== Task description ==
Please copy each line of the records below that includes the word "debris".

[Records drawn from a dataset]

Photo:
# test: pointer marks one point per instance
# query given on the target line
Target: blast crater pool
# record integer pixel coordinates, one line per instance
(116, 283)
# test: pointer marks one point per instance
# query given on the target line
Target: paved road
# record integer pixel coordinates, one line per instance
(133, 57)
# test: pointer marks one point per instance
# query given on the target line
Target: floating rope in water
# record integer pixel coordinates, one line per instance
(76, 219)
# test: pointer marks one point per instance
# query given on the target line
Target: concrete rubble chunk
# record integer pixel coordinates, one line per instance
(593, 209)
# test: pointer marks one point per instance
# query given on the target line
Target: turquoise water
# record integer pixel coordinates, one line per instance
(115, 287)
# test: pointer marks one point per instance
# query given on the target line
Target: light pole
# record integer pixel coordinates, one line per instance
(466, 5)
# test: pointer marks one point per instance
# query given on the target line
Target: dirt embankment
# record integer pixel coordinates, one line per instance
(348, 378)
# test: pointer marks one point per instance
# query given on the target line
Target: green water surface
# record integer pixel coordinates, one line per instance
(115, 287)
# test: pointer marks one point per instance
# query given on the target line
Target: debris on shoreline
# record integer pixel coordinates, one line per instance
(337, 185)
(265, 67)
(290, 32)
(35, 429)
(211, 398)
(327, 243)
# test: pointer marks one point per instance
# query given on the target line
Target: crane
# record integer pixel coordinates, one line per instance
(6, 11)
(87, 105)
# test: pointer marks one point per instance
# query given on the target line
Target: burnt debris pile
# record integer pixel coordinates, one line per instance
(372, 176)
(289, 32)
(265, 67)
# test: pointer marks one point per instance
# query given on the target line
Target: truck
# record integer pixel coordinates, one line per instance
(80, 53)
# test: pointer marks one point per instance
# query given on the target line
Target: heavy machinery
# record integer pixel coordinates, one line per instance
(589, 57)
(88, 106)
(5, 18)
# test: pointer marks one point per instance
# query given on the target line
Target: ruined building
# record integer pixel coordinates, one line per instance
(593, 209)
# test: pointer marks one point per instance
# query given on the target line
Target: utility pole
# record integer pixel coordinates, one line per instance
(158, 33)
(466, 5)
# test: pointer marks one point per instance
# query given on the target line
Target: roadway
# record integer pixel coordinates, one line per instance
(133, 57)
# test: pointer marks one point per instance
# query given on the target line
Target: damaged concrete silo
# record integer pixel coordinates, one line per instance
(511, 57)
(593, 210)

--

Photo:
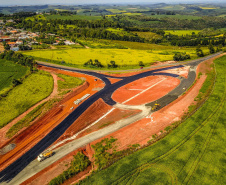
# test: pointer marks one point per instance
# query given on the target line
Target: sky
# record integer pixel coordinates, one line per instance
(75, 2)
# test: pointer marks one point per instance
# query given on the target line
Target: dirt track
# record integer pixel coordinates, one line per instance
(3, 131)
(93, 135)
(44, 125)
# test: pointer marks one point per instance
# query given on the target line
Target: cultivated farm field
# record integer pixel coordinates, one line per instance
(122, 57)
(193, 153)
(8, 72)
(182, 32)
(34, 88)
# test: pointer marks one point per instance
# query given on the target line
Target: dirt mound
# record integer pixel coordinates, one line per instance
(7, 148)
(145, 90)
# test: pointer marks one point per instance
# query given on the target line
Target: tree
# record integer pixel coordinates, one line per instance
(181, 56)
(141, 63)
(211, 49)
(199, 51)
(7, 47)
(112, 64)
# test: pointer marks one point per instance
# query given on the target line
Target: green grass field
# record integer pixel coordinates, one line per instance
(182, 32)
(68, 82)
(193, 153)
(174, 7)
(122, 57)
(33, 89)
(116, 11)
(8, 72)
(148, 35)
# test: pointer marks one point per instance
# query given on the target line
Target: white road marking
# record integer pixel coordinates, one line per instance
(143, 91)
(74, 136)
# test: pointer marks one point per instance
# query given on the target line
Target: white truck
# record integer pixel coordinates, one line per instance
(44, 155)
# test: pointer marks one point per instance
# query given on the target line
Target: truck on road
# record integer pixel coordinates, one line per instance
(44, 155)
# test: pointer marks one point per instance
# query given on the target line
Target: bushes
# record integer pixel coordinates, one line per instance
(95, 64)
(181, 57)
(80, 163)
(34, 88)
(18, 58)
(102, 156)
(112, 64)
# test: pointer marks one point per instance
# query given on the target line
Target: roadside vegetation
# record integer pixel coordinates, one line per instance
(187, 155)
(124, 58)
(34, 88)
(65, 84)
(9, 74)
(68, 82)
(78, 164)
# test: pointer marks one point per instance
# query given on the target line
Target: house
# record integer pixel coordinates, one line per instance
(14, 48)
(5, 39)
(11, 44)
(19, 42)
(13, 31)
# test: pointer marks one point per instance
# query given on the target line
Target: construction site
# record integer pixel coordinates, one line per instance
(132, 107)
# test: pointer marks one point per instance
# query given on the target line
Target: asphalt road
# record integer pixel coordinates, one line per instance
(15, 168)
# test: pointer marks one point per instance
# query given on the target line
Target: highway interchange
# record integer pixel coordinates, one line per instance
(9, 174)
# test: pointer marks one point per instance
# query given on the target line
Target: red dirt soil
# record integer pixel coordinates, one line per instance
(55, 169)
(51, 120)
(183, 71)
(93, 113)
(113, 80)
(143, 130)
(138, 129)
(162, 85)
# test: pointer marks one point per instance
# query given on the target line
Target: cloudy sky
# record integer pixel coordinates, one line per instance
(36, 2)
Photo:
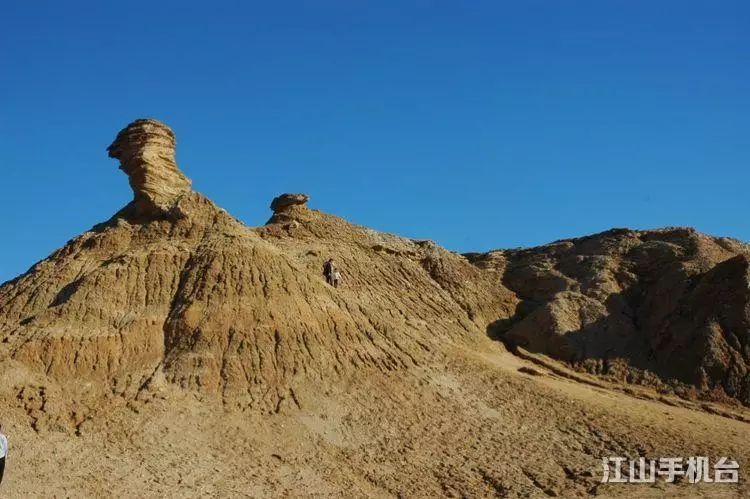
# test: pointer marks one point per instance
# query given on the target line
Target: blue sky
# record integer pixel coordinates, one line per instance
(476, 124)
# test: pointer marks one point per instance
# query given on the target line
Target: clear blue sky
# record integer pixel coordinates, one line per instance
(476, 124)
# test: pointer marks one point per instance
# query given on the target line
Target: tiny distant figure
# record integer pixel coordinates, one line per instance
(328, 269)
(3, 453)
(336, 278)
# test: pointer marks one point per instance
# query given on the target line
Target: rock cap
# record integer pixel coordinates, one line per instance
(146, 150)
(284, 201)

== Exercise answer ==
Target: debris on shoreline
Target: burnt debris pile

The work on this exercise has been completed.